=== Study text ===

The Impact Evaluation Unit could draw on the useful guidance and examples of non-counterfactual impact evaluation that have been developed over the past decade. These would include:

The 2012 report published by the then UK Department for International Development “Broadening the Range of Designs and Methods for Impact Evaluations;

The quality standards for realist evaluations, meta-narrative reviews and realist syntheses produced by the RAMESES projects;

The 2020 guide to Handling Complexity in Policy Evaluation from the UK’s CECAN centre — the Centre for Evaluating Complexity Across the Nexus (of the food, energy, water and environmental domains);

The way diverse evidence was brought together to draw conclusions about the effectiveness of masks for reducing COVID transmission, including evidence from particular incidents — a choir practice where there was mass transmission even though everyone washed their hands and did not share utensils, and a restaurant where only diners downwind of the infected person caught COVID.

=== Excerpted records ===

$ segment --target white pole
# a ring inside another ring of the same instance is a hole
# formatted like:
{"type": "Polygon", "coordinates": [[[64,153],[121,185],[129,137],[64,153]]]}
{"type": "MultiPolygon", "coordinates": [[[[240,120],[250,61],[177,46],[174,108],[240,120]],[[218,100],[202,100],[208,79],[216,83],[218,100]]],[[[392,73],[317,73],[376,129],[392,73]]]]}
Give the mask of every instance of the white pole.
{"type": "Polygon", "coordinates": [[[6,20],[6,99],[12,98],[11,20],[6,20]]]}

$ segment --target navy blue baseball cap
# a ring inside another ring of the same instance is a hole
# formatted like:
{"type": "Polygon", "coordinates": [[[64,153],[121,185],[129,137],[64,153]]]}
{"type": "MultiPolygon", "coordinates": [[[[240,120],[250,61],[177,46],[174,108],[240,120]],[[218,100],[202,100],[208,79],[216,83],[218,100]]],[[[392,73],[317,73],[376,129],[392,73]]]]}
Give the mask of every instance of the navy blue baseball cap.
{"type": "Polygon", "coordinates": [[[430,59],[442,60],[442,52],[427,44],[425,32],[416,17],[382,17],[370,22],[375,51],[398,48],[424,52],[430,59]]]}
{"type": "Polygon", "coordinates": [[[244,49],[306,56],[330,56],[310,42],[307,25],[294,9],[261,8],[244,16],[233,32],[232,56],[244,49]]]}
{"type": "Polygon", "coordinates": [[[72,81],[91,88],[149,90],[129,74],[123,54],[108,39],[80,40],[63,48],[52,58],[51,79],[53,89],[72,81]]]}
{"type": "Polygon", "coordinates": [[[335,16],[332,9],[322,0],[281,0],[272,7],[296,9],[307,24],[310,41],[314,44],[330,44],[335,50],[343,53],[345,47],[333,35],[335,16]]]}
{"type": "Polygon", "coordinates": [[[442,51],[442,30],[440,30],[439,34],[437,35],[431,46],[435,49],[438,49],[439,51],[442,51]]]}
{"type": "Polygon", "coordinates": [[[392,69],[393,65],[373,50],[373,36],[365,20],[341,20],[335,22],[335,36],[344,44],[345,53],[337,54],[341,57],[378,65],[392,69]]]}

===

§ **Assigned task 1**:
In the impact evaluation text, what does CECAN stand for?
§ **Assigned task 2**:
Please quote everything in the impact evaluation text from "The 2020 guide" down to "person caught COVID.".
§ **Assigned task 3**:
Continue the impact evaluation text from where it stops.

§ **Response box 1**:
The Centre for Evaluating Complexity Across the Nexus (of the food, energy, water and environmental domains).

§ **Response box 2**:
The 2020 guide to Handling Complexity in Policy Evaluation from the UK’s CECAN centre — the Centre for Evaluating Complexity Across the Nexus (of the food, energy, water and environmental domains);

The way diverse evidence was brought together to draw conclusions about the effectiveness of masks for reducing COVID transmission, including evidence from particular incidents — a choir practice where there was mass transmission even though everyone washed their hands and did not share utensils, and a restaurant where only diners downwind of the infected person caught COVID.

§ **Response box 3**:
The recent publication from the Independent Evaluation Group of the World Bank on “The Rigor of Case-Based Causal Analysis”, which demonstrates how case studies can provide more than nice illustrations but also be used to generate credible and generalisable evidence to inform policy;

The new ‘Methods Menu’ for evaluating policy and institutional reform developed by the International Initiative for Impact Evaluation and the Millennium Challenge Corporation.

The work of the new Causal Pathways network which is building awareness, will, and skills to use non-experimental evaluation approaches for evaluating strategy and systems change.

The extensive collection of resources and guidance on evaluation methods, designs, approaches and processes on the open access knowledge platform BetterEvaluation, including (alphabetically) causal link monitoring, collaborative outcomes reporting, contribution analysis, narrative assessment, process tracing, qualitative comparative analysis, qualitative impact assessment protocol, rapid evaluations, realist evaluation and realist synthesis — in addition to counterfactual designs such as RCTs.

It should not be a matter of advocating for any particular evaluation approach, but encouraging an informed choice of what is most appropriate, taking into account the nature of what is being evaluated, the nature of the evaluation, and the resources available.

Thirdly, I would urge ACE to move away from its focus on ‘what works’ and ‘measuring what works’ to the more useful questions of “what works for whom in what ways and under what circumstances”, aiming to support differentiated policy advice depending on context.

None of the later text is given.